Data for the task:
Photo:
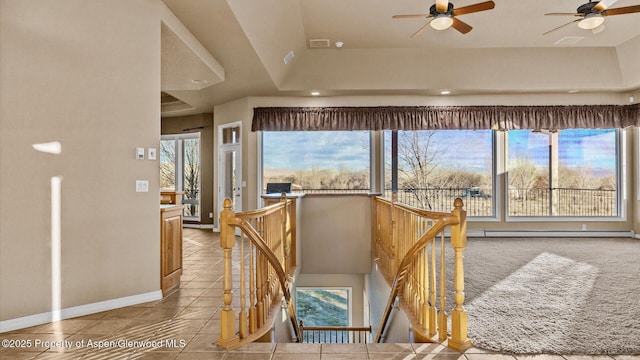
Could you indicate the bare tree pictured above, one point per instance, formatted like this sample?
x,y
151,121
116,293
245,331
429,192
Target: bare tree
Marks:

What is required: Rewrite the records with every "bare tree" replaced by "leafless tree", keeping everything else unchanged. Omit the pictures.

Task solution:
Photo:
Could you indicate the leafless tree pictured above, one point per instance, formatted like this sample?
x,y
151,121
116,293
245,331
429,192
Target: leafless tree
Marks:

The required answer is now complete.